=== Work item ===
With the pictures left out, output the records below exactly.

-*-*-

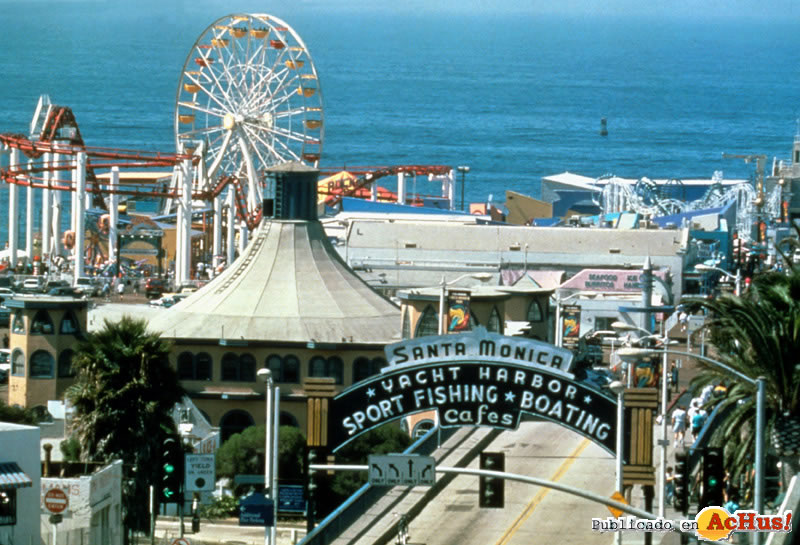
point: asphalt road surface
(532, 515)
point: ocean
(514, 97)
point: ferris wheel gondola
(248, 98)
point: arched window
(336, 369)
(230, 366)
(318, 367)
(18, 363)
(333, 367)
(202, 366)
(185, 366)
(247, 368)
(18, 324)
(42, 324)
(535, 313)
(69, 324)
(42, 364)
(495, 325)
(65, 369)
(428, 323)
(291, 369)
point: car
(65, 291)
(154, 287)
(88, 286)
(33, 285)
(166, 302)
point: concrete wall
(20, 444)
(94, 514)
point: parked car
(33, 285)
(166, 302)
(154, 287)
(88, 286)
(65, 291)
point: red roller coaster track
(60, 134)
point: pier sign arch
(475, 379)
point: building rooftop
(289, 285)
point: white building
(93, 515)
(20, 474)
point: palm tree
(757, 334)
(124, 392)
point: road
(532, 515)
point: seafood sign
(475, 380)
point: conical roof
(289, 285)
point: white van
(33, 284)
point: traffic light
(681, 481)
(171, 470)
(491, 490)
(713, 475)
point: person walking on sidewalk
(679, 425)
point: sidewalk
(221, 532)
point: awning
(12, 476)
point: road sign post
(56, 501)
(200, 475)
(401, 470)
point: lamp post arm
(715, 363)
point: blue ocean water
(514, 97)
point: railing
(365, 497)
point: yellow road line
(525, 515)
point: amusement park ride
(248, 99)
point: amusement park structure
(248, 99)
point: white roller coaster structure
(645, 198)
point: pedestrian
(698, 421)
(679, 425)
(669, 482)
(673, 376)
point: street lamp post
(559, 300)
(463, 169)
(761, 398)
(271, 450)
(663, 441)
(618, 388)
(483, 277)
(737, 278)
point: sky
(756, 10)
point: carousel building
(288, 303)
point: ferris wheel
(248, 98)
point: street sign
(256, 510)
(200, 476)
(291, 498)
(402, 469)
(695, 323)
(249, 479)
(617, 496)
(56, 501)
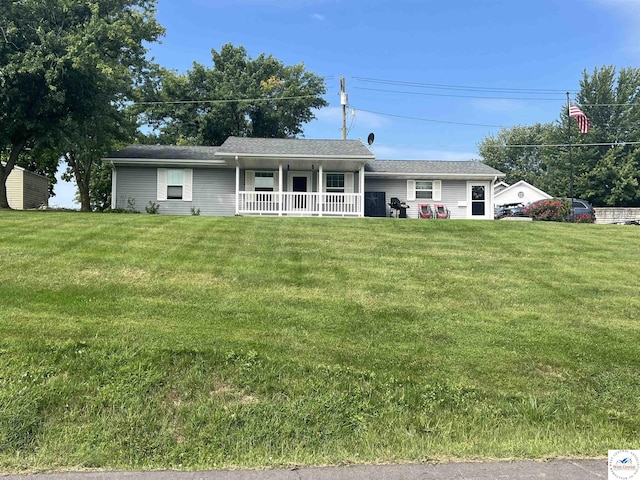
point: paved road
(553, 470)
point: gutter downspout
(237, 187)
(280, 189)
(361, 212)
(114, 188)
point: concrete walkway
(553, 470)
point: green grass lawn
(145, 341)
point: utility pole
(344, 99)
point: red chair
(424, 210)
(441, 211)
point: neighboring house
(257, 176)
(520, 192)
(27, 190)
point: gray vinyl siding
(453, 191)
(213, 191)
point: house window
(175, 183)
(335, 182)
(424, 189)
(264, 182)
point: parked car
(582, 207)
(581, 211)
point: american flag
(583, 121)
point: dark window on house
(175, 183)
(424, 189)
(264, 182)
(335, 182)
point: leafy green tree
(603, 165)
(239, 96)
(66, 62)
(520, 153)
(609, 174)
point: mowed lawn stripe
(142, 341)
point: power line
(602, 144)
(430, 120)
(226, 100)
(462, 87)
(599, 144)
(456, 96)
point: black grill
(399, 207)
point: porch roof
(431, 169)
(295, 153)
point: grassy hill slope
(131, 341)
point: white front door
(479, 200)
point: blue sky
(442, 64)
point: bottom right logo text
(624, 464)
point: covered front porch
(302, 193)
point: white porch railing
(296, 203)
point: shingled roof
(434, 167)
(294, 147)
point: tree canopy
(66, 62)
(239, 96)
(605, 163)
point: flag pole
(570, 157)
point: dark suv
(582, 210)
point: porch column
(114, 188)
(280, 189)
(237, 188)
(361, 192)
(320, 190)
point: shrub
(153, 208)
(583, 218)
(554, 210)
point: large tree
(603, 165)
(239, 96)
(519, 152)
(65, 63)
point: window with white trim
(424, 189)
(264, 182)
(335, 182)
(175, 183)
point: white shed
(27, 190)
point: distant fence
(616, 214)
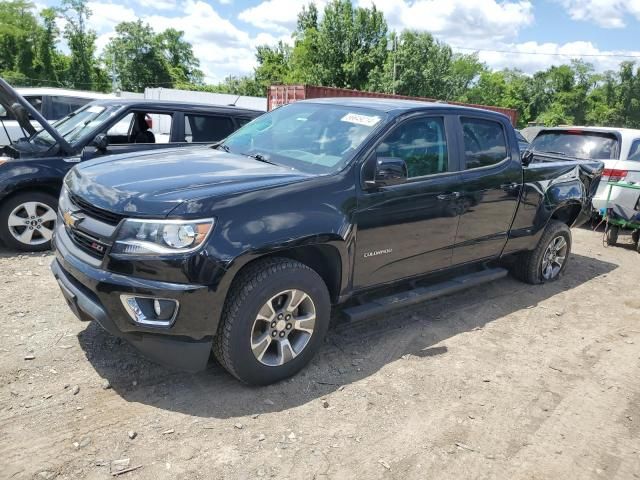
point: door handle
(510, 187)
(449, 196)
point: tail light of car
(614, 174)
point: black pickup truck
(246, 246)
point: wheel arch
(567, 213)
(324, 259)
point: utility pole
(395, 54)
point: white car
(52, 103)
(618, 148)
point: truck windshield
(577, 143)
(313, 138)
(77, 124)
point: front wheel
(27, 221)
(274, 320)
(547, 262)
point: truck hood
(153, 183)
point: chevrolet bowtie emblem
(71, 220)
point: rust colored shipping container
(283, 94)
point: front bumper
(94, 294)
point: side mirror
(101, 142)
(526, 157)
(389, 171)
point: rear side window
(634, 152)
(206, 128)
(421, 143)
(62, 106)
(577, 143)
(484, 142)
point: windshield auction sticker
(359, 119)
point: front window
(634, 152)
(314, 138)
(577, 143)
(77, 124)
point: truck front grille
(95, 212)
(88, 243)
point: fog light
(155, 312)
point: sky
(529, 35)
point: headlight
(149, 237)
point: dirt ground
(507, 381)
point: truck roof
(388, 105)
(169, 104)
(64, 92)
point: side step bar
(421, 294)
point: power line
(555, 54)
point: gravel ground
(507, 381)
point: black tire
(528, 266)
(248, 294)
(40, 243)
(612, 235)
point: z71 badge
(378, 252)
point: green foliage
(140, 58)
(82, 43)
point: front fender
(24, 175)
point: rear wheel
(612, 235)
(274, 319)
(547, 262)
(27, 221)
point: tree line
(345, 46)
(136, 57)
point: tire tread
(526, 266)
(241, 289)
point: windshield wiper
(551, 152)
(260, 158)
(221, 146)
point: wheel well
(567, 214)
(323, 259)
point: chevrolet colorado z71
(245, 246)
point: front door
(489, 190)
(409, 229)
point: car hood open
(22, 110)
(153, 183)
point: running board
(421, 294)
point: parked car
(618, 148)
(51, 103)
(32, 169)
(523, 143)
(246, 247)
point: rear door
(124, 132)
(409, 229)
(207, 128)
(489, 190)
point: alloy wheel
(283, 327)
(32, 223)
(554, 257)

-*-*-

=== Your response ===
point: asphalt road surface
(532, 515)
point: ocean
(514, 97)
point: ferris wheel gondola
(248, 98)
point: arched window
(336, 369)
(230, 366)
(318, 367)
(18, 363)
(333, 367)
(202, 366)
(185, 366)
(247, 368)
(18, 324)
(42, 324)
(535, 313)
(69, 324)
(42, 364)
(495, 325)
(65, 369)
(428, 323)
(291, 369)
point: car
(65, 291)
(154, 287)
(88, 286)
(33, 285)
(166, 302)
point: concrete wall
(20, 444)
(94, 514)
point: parked car
(33, 285)
(166, 302)
(154, 287)
(88, 286)
(65, 291)
point: red roller coaster track
(60, 134)
point: pier sign arch
(475, 379)
point: building rooftop
(289, 285)
point: white building
(93, 515)
(20, 474)
point: palm tree
(757, 334)
(124, 392)
point: road
(532, 515)
point: seafood sign
(475, 380)
point: conical roof
(289, 285)
point: white van
(33, 284)
point: traffic light
(681, 481)
(171, 470)
(491, 490)
(713, 475)
point: person walking on sidewalk
(679, 425)
point: sidewalk
(221, 532)
point: awning
(12, 476)
point: road sign post
(56, 501)
(200, 475)
(401, 470)
point: lamp post arm
(715, 363)
point: blue ocean water
(514, 97)
point: railing
(365, 497)
point: yellow road line
(525, 515)
point: amusement park ride
(248, 99)
point: amusement park structure
(248, 99)
point: white roller coaster structure
(645, 198)
point: pedestrian
(698, 421)
(679, 425)
(669, 482)
(673, 376)
point: street lamp post
(559, 300)
(463, 169)
(761, 398)
(271, 450)
(663, 441)
(618, 388)
(483, 277)
(737, 278)
point: sky
(756, 10)
point: carousel building
(288, 303)
point: ferris wheel
(248, 98)
point: street sign
(256, 510)
(200, 476)
(291, 498)
(402, 469)
(695, 323)
(249, 479)
(617, 496)
(56, 501)
point: paved road
(553, 470)
point: gutter downspout
(237, 187)
(280, 189)
(361, 212)
(114, 188)
point: concrete walkway
(553, 470)
point: green grass lawn
(145, 341)
point: utility pole
(344, 99)
point: red chair
(424, 210)
(441, 211)
point: neighboring house
(257, 176)
(520, 192)
(27, 190)
point: gray vinyl siding
(453, 191)
(213, 191)
point: house window
(175, 183)
(335, 182)
(424, 189)
(264, 182)
point: parked car
(582, 207)
(581, 211)
point: american flag
(583, 121)
point: dark window on house
(175, 183)
(424, 189)
(264, 182)
(335, 182)
point: leafy green tree
(603, 165)
(239, 96)
(66, 62)
(520, 153)
(609, 174)
point: mowed lawn stripe
(142, 341)
point: power line
(602, 144)
(430, 120)
(226, 100)
(462, 87)
(599, 144)
(456, 96)
point: black grill
(399, 207)
point: porch roof
(431, 169)
(295, 153)
point: grassy hill slope
(131, 341)
point: white front door
(479, 200)
point: blue sky
(442, 64)
point: bottom right logo text
(624, 464)
point: covered front porch
(302, 193)
point: white porch railing
(296, 203)
point: shingled roof
(434, 167)
(294, 147)
point: tree canopy
(66, 62)
(239, 96)
(605, 163)
point: flag pole
(570, 157)
point: dark suv
(582, 210)
point: porch column
(114, 188)
(280, 189)
(237, 188)
(361, 192)
(320, 190)
point: shrub
(153, 208)
(583, 218)
(554, 210)
point: large tree
(603, 165)
(239, 96)
(519, 152)
(65, 63)
point: window with white trim
(424, 189)
(264, 182)
(335, 182)
(175, 183)
point: white shed
(27, 190)
point: distant fence
(616, 214)
point: door handle
(510, 187)
(449, 196)
point: tail light of car
(614, 174)
point: black pickup truck
(246, 246)
point: wheel arch
(567, 213)
(324, 259)
point: utility pole
(395, 54)
point: white car
(52, 103)
(618, 148)
point: truck windshield
(577, 143)
(313, 138)
(77, 124)
point: front wheel
(27, 221)
(274, 320)
(547, 262)
point: truck hood
(153, 183)
point: chevrolet bowtie emblem
(71, 220)
point: rust colored shipping container
(283, 94)
point: front bumper
(94, 294)
point: side mirror
(101, 142)
(526, 157)
(389, 171)
point: rear side window
(634, 152)
(206, 128)
(421, 143)
(62, 106)
(577, 143)
(484, 142)
point: windshield auction sticker
(359, 119)
point: front window
(634, 152)
(314, 138)
(577, 143)
(77, 124)
point: truck front grille
(95, 212)
(88, 243)
point: fog light
(155, 312)
point: sky
(529, 35)
point: headlight
(149, 237)
point: dirt ground
(507, 381)
point: truck roof
(388, 105)
(169, 104)
(64, 92)
point: side step bar
(421, 294)
point: power line
(555, 54)
point: gravel ground
(507, 381)
point: black tire
(528, 266)
(248, 294)
(40, 243)
(612, 235)
point: z71 badge
(378, 252)
point: green foliage
(140, 58)
(82, 43)
point: front fender
(24, 175)
point: rear wheel
(612, 235)
(274, 319)
(547, 262)
(27, 221)
point: tree line
(345, 46)
(136, 57)
point: tire tread
(526, 266)
(241, 289)
point: windshield wiper
(551, 152)
(260, 158)
(221, 146)
point: wheel well
(567, 214)
(323, 259)
point: chevrolet colorado z71
(245, 246)
point: front door
(489, 190)
(409, 229)
point: car hood open
(22, 110)
(153, 183)
point: running board
(421, 294)
point: parked car
(618, 148)
(51, 103)
(32, 169)
(523, 143)
(246, 247)
point: rear door
(124, 132)
(409, 229)
(207, 128)
(489, 190)
point: alloy wheel
(283, 327)
(32, 223)
(554, 257)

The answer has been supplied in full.